[TEXTO PROPORCIONADO]:
*-*-*

La Guerra de Iraq (2003-2011) podemos considerarla como un conflicto marcado por dos fases en las que, si bien se distinguen una serie de elementos que le dotan de continuidad, también es posible diferenciar otros tantos particulares, determinantes en el devenir del conflicto, que permiten hablar de dos fases claramente diferenciadas durante el mismo. Por un lado, una primera en que la Sadam Hussein fue depuesto en menos de un mes gracias a una precisa coordinación entre las fuerzas armadas británicas y las estadounidense. Las cuales vencieron rápidamente al ejército iraquí, por aquel entonces totalmente desorganizado y desestructurado. Por otro, podemos hablar de una segunda fase en la cual todos los proyectos estadounidenses para Iraq fueron desafiados por la insurgencia sunita, resultado del colapso de las estructuras estatales del Iraq.
Igualmente, esta segunda fase puede a su vez subdividirse en otras dos etapas, donde en la primera la iniciativa perteneció a las organizaciones insurgentes (2003-2006). Y otra posterior en la que Estados Unidos cambió su estrategia logrando marcar el ritmo del conflicto, y cuyas operaciones militares se extenderían hasta 2011.
No obstante, pese a que la insurgencia iraquí en su conjunto abarca, formalmente, unos ocho años, en este artículo nos limitaremos al estudio de la primera etapa. El fin es profundizar en la operaciones y tácticas implementadas por la Insurgencia y poder comprender las razones por las que la Insurgencia iraquí logró en primera instancia arraigar en la sociedad iraquí, forzando en 2011 a Estados Unidos a anunciar la retirada de las tropas de ocupación.
1. Invasión de Iraq e inicio de la insurgencia
La Guerra de Iraq, dirigida por la Coalición estadounidense, comenzó el 20 de marzo del año 2003, después de que hubiera sido legitimada a través de una supuesta violación de los Derechos Humanos. Además también se alegó que el Estado Iraquí estaba permitiendo a “grupos terroristas” usar su territorio como base de operaciones así como poseer arsenales nucleares ocultos que amenazaban con la paz internacional.
De esta manera, de acuerdo con la propia narrativa norteamericana, la Guerra de Iraq quedaría enmarcada dentro de una ofensiva global contra el terrorismo en general, y contra al-Qaeda en concreto. Cuyo objetivo final no sería únicamente acabar con al-Qaeda, sino con todos y cada uno de los grupos terroristas operativos en el mundo.
Siguiendo dicha narrativa, toda la prensa occidental, encabezada por aquellos sectores sociales que habían promovido la guerra, se apresuró a denominar a la resistencia organizada en torno a organizaciones sunitas como Insurgencia, buscando evitar cualquier paralelismo con las organizaciones partisanas que lucharon contra el fascismo en Europa durante la II Guerra Mundial.

*-*-*

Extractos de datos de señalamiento

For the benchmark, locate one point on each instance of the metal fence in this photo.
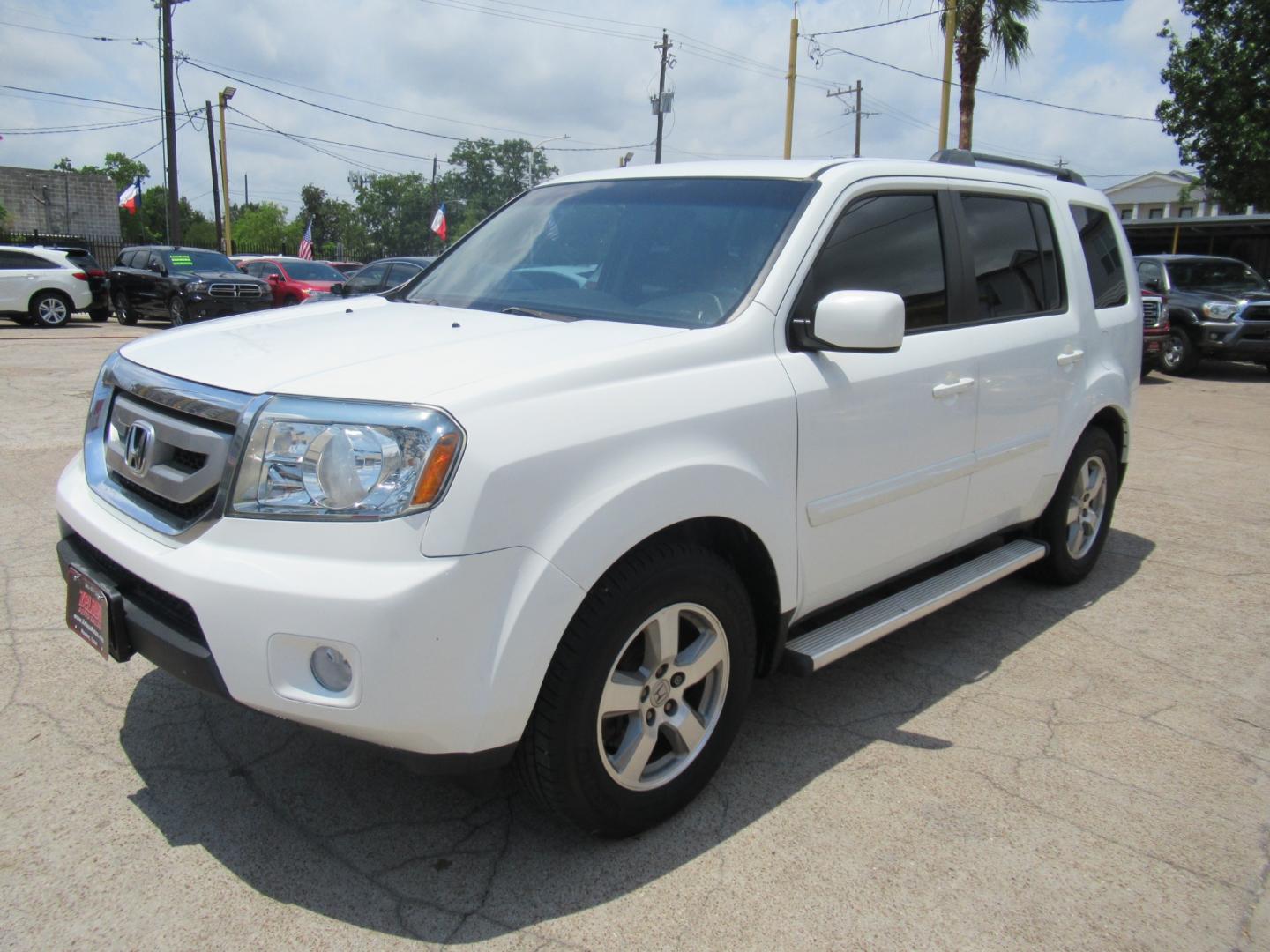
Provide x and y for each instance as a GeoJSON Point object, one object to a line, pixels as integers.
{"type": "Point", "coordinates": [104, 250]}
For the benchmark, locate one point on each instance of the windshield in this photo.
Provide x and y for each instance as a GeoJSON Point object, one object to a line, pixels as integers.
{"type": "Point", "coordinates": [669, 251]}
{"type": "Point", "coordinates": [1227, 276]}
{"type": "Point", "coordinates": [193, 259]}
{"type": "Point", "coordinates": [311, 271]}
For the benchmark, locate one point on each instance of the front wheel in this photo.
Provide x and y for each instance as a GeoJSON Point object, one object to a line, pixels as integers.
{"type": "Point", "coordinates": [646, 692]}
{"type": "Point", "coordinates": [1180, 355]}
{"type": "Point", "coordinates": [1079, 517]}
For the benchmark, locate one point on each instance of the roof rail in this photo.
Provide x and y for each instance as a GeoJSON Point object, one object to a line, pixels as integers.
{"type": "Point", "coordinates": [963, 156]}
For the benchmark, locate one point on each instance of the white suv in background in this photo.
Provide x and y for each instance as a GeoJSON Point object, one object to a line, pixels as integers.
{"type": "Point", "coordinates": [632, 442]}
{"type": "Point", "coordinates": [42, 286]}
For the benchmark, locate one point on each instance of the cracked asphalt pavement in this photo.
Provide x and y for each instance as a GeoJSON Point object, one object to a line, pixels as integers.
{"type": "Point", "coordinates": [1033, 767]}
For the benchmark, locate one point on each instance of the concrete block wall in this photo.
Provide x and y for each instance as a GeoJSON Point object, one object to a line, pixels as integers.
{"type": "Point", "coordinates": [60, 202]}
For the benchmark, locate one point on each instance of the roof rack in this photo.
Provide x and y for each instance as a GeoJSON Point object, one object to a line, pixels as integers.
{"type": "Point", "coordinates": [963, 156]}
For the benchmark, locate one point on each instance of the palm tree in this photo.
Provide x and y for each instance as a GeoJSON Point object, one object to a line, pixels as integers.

*-*-*

[TAREA A]:
Según el texto sobre la Guerra de Iraq, ¿en qué fecha comenzó el conflicto?
[TAREA B]:
Prosigue el texto sobre la Guerra de Iraq a partir de su última oración.

[RESPUESTA A]:
El 20 de marzo de 2003.

[RESPUESTA B]:
Pese a ello, detrás de todo este discurso construido, sobre un pretendido interés en la defensa de los Derechos Humanos y una fingida preocupación sobre las penurias que sufría la población iraquí bajo el gobierno de Saddam Hussein, se escondía una clara estrategia que aspiraba a desarrollar una red de alianzas regionales que asegurase y reforzase la presencia estadounidense en ella de forma que su hegemonía quedara indiscutible y el acceso a mercados regionales y locales garantizados. La intervención, pues, no buscaba sino integrar plenamente a la región dentro del nuevo orden mundial establecido tras la caída de la URSS y en una posición claramente subordinada con respecto a Estados Unidos y al resto de potencias, cuya inserción en la división internacional del trabajo las colocaba en una posición preponderante con respecto.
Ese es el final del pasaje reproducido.